The fact that I’m so tired means that everything is a lot harder to deal with and I’m far more sensitive. My skin is thinner and something that would have amused me on good day can now feel like a personal attack. The fact that I’m so tired means that it is hard to exercise and this further affects my mood – I spend a lot of the day sitting at the computer and exercise gives me a welcome break. I’m tired and this makes work harder and more frustrating – added pressure. One negative thing is piling onto another and it can feel tough. It can seem that when you’re down that life can keep piling on the problems.
The reality of my current situation is that the world hasn’t changed but only my perception of it has. This all means that I need to be careful; I could easily make things worse. Because of my current mood it is easy for me to say the wrong thing or snap at my wife. We only have about two arguments a year but it is always when I’m going through something like this. My usual response to pressure like this is to become withdrawn into my mind; I’m not fun to be around at times like this.

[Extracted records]

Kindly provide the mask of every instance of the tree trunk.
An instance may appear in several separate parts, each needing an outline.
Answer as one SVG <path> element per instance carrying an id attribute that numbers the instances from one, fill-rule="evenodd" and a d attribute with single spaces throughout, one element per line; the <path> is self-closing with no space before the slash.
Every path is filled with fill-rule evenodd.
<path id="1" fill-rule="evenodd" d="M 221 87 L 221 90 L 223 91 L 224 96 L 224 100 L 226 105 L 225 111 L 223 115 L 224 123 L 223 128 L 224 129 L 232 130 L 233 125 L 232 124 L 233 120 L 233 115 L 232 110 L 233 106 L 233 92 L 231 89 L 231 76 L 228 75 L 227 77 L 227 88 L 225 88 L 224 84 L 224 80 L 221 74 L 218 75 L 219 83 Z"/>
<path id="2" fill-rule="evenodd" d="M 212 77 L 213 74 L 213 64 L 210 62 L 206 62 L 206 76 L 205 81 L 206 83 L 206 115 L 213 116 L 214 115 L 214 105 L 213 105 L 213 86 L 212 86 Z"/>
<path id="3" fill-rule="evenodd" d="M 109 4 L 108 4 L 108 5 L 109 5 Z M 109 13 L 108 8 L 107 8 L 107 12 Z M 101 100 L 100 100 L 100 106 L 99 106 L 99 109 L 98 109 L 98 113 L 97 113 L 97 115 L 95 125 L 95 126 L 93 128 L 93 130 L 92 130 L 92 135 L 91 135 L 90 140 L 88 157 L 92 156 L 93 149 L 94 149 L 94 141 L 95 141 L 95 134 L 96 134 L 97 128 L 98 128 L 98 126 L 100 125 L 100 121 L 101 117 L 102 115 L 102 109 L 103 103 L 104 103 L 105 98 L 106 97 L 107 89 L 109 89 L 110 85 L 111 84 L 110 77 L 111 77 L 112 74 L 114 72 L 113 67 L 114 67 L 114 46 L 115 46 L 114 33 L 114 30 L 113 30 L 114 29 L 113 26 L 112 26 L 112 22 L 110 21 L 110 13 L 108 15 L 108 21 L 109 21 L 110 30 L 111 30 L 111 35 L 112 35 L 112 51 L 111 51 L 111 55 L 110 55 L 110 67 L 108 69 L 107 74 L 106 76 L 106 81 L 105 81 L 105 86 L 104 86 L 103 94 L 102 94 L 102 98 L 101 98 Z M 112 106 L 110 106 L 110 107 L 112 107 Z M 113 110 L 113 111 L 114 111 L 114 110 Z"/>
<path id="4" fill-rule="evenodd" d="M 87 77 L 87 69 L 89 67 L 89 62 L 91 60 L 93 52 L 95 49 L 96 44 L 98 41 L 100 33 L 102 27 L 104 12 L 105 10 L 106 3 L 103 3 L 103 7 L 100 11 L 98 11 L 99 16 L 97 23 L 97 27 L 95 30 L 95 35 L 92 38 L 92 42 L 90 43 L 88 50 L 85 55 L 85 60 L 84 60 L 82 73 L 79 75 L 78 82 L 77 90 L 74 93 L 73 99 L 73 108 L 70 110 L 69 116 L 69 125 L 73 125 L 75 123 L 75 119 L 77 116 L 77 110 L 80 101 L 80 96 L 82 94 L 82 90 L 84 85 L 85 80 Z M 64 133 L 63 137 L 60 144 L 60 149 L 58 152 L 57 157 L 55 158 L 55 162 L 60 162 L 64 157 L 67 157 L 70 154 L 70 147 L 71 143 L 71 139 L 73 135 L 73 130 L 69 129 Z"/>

# SET TASKS
**1.** In the text about tiredness, list every consequence that a sentence beginning "The fact that I'm so tired means" or "I'm tired and this makes" attributes to being tired.
**2.** According to the text about tiredness, how many arguments does the writer usually have with their wife each year?
**3.** Carry the text about tiredness forward, starting right after its final sentence.

# WRITTEN RESPONSES
**1.**
- Everything is a lot harder to deal with.
- The writer is far more sensitive.
- It is hard to exercise.
- Work is harder and more frustrating.

**2.** About two a year.

**3.**
Despite my current period of negativity I’m not too bothered by it; this is all part of life. When I was a drunk this would be my reality; I saw negativity as a problem with the world and not coming from my perception. My current mood will improve over the next few days. My son is getting better and last night I managed a bit more sleep. The important thing is that I stay focused on what is really happening and don’t allow my negativity to drag me into further negativity that I can avoid. Knowing that these negative patches are only temporary has been my greatest discovery in recovery from addiction; it makes them easy to manage. I have also found that usually following this low points in life come great highs.
Hi Paul,
Sounds like you have a lot on your plate at the moment but you also have a good outloook and a realization that life is about highs and lows, peaks and troughs and the most important thing is to stick to your course and you can be sure that even in the midst of the worst raging storm that the wind won’t blow forever. Hang in there buddy.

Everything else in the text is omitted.